### Stated task
Copy out the lines word for word, from the first one through the line holding "M255 70L255 61L249", inclusive.

★ ★ ★ ★ ★ ★ ★

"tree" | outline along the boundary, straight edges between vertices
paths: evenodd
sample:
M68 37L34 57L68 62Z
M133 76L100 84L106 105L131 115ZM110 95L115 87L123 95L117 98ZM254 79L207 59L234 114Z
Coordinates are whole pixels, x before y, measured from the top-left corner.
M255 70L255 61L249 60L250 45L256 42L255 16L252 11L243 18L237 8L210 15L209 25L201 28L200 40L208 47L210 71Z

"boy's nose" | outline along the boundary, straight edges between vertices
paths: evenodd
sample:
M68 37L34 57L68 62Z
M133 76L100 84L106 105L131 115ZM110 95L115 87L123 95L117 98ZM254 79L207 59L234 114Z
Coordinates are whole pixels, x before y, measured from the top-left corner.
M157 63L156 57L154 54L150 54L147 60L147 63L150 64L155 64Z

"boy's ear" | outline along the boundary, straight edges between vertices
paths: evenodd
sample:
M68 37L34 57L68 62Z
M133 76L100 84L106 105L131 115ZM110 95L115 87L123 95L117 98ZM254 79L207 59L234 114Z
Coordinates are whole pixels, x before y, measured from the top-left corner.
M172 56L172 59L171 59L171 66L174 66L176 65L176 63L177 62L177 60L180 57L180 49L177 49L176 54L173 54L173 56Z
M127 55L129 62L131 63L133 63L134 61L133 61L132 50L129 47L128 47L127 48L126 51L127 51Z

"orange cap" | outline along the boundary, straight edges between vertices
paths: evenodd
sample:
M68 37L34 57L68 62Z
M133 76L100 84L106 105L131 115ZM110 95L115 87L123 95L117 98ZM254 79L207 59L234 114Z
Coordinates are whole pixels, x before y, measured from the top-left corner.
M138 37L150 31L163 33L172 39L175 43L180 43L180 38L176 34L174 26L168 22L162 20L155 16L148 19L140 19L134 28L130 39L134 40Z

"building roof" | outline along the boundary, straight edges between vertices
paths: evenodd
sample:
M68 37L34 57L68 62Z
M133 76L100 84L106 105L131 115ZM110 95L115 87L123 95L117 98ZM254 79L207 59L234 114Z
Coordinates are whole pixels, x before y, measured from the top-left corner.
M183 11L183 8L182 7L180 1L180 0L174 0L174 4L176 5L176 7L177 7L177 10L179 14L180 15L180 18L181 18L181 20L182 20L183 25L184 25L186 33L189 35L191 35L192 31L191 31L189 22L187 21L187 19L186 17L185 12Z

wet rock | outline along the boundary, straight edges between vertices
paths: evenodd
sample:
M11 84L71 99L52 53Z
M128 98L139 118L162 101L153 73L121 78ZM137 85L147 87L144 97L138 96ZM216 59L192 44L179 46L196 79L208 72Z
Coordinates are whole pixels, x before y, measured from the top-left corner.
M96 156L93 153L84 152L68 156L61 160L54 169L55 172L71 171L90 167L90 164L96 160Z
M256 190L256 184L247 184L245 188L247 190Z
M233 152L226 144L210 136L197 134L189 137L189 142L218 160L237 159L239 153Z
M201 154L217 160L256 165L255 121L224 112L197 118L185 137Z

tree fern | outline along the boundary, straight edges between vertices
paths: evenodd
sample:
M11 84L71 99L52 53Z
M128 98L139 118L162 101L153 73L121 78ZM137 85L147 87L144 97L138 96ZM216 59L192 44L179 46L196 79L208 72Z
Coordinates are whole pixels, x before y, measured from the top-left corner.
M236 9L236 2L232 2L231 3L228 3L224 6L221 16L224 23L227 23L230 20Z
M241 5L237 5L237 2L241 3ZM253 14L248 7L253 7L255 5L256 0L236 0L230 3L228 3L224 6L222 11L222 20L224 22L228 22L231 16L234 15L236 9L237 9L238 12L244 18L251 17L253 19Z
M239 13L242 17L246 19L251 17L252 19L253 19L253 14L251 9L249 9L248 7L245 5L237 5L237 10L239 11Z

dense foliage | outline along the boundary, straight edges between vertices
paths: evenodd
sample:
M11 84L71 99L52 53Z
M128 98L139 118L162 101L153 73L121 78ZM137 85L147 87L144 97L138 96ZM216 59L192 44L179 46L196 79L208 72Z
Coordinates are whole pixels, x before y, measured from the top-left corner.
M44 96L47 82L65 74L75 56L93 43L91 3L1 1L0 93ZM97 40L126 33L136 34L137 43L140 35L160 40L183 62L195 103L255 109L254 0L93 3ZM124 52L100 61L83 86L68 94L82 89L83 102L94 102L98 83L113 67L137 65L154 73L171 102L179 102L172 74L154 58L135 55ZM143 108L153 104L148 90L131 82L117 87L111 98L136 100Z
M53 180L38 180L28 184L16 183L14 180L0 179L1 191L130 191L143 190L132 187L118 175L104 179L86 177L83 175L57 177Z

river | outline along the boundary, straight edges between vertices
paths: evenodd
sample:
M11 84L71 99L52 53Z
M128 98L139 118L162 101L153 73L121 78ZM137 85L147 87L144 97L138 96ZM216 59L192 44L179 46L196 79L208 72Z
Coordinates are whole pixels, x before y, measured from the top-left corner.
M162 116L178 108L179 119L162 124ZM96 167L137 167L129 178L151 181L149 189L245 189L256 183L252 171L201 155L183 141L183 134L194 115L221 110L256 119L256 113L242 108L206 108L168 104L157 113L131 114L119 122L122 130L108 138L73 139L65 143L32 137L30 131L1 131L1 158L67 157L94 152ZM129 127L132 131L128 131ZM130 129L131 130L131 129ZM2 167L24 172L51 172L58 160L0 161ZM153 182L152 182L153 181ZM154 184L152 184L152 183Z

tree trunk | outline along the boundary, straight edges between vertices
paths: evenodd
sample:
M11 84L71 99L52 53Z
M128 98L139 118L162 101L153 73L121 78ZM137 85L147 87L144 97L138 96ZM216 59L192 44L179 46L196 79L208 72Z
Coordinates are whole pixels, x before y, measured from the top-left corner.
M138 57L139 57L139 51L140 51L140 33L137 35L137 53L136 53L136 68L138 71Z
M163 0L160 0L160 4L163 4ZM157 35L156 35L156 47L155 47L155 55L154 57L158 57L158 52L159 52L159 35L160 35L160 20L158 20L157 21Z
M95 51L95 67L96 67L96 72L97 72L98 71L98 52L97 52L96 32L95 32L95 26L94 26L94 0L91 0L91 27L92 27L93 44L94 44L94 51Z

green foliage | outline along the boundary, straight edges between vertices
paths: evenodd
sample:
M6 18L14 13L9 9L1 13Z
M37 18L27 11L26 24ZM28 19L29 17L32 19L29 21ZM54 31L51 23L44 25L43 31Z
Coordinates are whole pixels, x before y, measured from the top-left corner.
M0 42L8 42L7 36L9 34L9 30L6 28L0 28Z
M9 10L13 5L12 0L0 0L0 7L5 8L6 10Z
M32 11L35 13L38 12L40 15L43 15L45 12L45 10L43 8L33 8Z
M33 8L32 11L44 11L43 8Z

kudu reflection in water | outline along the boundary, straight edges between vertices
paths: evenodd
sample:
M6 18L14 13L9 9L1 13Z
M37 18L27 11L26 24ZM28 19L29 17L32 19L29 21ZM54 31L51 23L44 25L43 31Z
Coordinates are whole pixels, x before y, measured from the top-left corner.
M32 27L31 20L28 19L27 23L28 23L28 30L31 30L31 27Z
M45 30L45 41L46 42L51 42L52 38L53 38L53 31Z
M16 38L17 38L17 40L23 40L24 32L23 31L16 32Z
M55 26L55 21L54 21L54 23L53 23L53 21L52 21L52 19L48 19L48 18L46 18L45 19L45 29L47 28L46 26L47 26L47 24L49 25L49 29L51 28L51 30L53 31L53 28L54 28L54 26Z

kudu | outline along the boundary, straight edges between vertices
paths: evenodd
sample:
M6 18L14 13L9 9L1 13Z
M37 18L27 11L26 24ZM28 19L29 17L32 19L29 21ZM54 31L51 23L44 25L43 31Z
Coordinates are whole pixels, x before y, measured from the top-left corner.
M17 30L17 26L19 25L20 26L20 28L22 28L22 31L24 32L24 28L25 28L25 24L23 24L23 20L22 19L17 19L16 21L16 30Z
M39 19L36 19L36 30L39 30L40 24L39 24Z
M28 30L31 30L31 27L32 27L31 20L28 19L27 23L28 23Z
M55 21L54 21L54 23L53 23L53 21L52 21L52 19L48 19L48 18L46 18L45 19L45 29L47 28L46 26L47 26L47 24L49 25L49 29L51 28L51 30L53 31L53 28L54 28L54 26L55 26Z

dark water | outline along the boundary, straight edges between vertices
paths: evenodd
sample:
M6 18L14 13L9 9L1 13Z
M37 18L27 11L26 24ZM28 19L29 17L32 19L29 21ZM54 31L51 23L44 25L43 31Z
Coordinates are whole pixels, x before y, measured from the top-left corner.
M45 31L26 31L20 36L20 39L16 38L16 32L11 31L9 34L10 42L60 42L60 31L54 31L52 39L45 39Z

★ ★ ★ ★ ★ ★ ★

### Response to this exercise
"tree" | outline along the boundary, straight edges between vertices
paths: evenodd
sample:
M68 37L34 57L68 62Z
M133 76L100 84L106 105L131 115ZM110 95L115 87L123 95L117 98ZM254 79L207 59L234 114Z
Coordinates are whole pixels, x before y, measured from the top-left corner.
M255 70L255 61L249 60L250 45L256 42L255 16L252 11L243 18L237 8L210 15L209 25L201 28L200 40L208 47L210 71Z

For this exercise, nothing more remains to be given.